== EXTRACT ==

Don't expect a deluge of new homes to bring property prices down
Should an influx of new homes hit the market as the construction sector overcomes its challenges, property prices are highly unlikely to fall as a result.
Over the last three years, there has been an avalanche of talk about how to get Australia’s construction industry into shape so it can pump out more product and solve the housing affordability issue.
If you’ve been one of those investors concerned that the market could get swamped with new housing resulting in price falls, don’t be.
Not only is the promised surge in residential construction unlikely to materialise, even if it did, it wouldn’t have a big effect on house prices.
The ‘supply lie’
Within the industry, many of us have developed a cynical view on the housing debate, which has recently boiled down to simplistic and misleading terms.
The first of these is the idea that supply is all about building new homes as every migrant who comes to Australia needs a “roof over their head”.
Most migrants don’t need a new roof at all, with the majority of students staying on campus or at purpose built student accommodation (PBSA) and family reunification applicants moving in with relatives already here.
Secondly, you have to wonder if building more homes is the simple solution to the problem in the first place.
If residential construction was an Olympic sport, Australia would be up for a medal at every games.
This year, we would win silver with the gold going to Switzerland - another country with sky high home prices, high household debt and sections of the media blaming the affordability problem on migrants.
While migration does add to overall demand and construction does add to overall supply, that’s not the whole picture by a long shot.
For starters, we didn’t have anything like the problems with housing affordability in the 1950s to1970s. That’s despite this period also seeing high migration and home building at roughly the same rate as today.
Australia consistently builds more housing than the countries with whom we usually compare ourselves.
As this chart shows, our most recent construction boom came at a time of falling interest rates and a massive federal government intervention during the Covid period.

===
== DATA ==

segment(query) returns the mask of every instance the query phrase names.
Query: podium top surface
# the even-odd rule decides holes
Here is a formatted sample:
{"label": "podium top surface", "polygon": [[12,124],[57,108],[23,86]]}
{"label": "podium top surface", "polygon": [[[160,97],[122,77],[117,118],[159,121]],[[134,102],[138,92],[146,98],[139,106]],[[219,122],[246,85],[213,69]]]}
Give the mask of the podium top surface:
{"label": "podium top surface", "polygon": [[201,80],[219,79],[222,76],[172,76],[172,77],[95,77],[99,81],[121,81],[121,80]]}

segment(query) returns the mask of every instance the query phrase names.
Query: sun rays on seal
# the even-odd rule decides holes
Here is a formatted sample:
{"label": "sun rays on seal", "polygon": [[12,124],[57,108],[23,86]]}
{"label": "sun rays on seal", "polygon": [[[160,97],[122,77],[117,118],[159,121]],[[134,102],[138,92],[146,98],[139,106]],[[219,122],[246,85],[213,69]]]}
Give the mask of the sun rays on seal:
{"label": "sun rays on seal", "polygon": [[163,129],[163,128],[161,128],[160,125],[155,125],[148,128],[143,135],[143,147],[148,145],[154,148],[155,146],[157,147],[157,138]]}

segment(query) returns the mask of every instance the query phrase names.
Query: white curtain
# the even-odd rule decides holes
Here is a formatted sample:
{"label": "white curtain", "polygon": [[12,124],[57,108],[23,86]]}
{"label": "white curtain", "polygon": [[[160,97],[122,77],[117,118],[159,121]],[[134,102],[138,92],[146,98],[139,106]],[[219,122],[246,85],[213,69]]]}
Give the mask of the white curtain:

===

▸ DIRECTIONS
(1) Write out the portion of the housing-prices article starting at "Over the last" and ending at "housing affordability issue.".
(2) Pick up the article on new homes and property prices after its final sentence and keep writing it.
The records are not needed for this.

▸ SOLVED PROBLEMS
(1)
Over the last three years, there has been an avalanche of talk about how to get Australia’s construction industry into shape so it can pump out more product and solve the housing affordability issue.

(2)
Yet despite net migration falling below zero and construction rates increasing significantly, house prices surged across Australia.
1.2 million homes? Be careful what you wish for
Federal housing minister, Clare O’Neil, has called for a greater effort to improve housing construction to meet the government’s target of 1.2 million new homes by 2029 under the National Housing Accord.
As my dear old dad used to say, be careful what you wish for.
For one thing, the reason construction has decreased over the last two years is mainly due to lower buyer demand thanks to higher interest rates.
Despite all the announcements by governments and sympathetic words from business leaders, in most parts of the country, home building is falling.
And while it may seem counterintuitive, a big push to lift Australia’s construction rate could lead to a home prices spike rather than stabilisation.
How could this happen?
Developers don’t just build new houses on the urban fringe and apartments in the city. When the market is booming, they’re also active in middle ring and long established outer suburbs, buying up existing homes for development into villa units and townhouses.
While these ultimately will add to supply, in the interim, this process takes homes out of the market.
For starters, developers are often top bidders at auctions with a willingness to spend more than home buyers or investors, pushing median prices up.
And when successful, they typically leave a recently bought house unoccupied while they negotiate the design and planning application process, which can take anywhere from six months to two years.
Following that, there’s the construction phase – anything up to a year - and then the marketing of the new properties to buyers.
The purchase to completion process can take homes out of the market for two to three years or more.
It’s not an inconsequential volume of properties either. During strong market years, developers typically represent 20 to 30 per cent of sales in middle ring suburbs.
Approvals versus completions
With the larger developers building complexes of units, there are often longer delays.
A recent report by SuburbTrends for MCG Quantity Surveyors highlighted the issue, finding one in six approved unit projects around the country have failed to move through to completion.
In some areas of Sydney, less than 60 per cent of unit approvals have progressed through to completions.
Problems obtaining finance, not meeting pre-sales targets (usually around the 50 per cent - 65 per cent mark), indifferent market conditions, high interest rates and a lack of skilled labour can see approved projects stall for years.
And at the moment, many of the challenges that hamper new developments are in play.
That’s why NSW introduced a pre-sale Finance Guarantee package, which will see the state government act as a guarantor for certain housing projects.
Mismatch between housing and home buyers
The housing affordability debate has focused heavily on quantity measures that, while relevant, are only part of the equation.
Just as important is the ability to build housing matched to the changing make up of Australia’s population.
The Grattan Institute’s How to make housing affordable report neatly summarises this issue of mismatched construction.
As the proportion of singles and couples grows, planning regimes constrain the building of what many of these households actually want - medium and high-density housing that sacrifices price and size for a convenient location.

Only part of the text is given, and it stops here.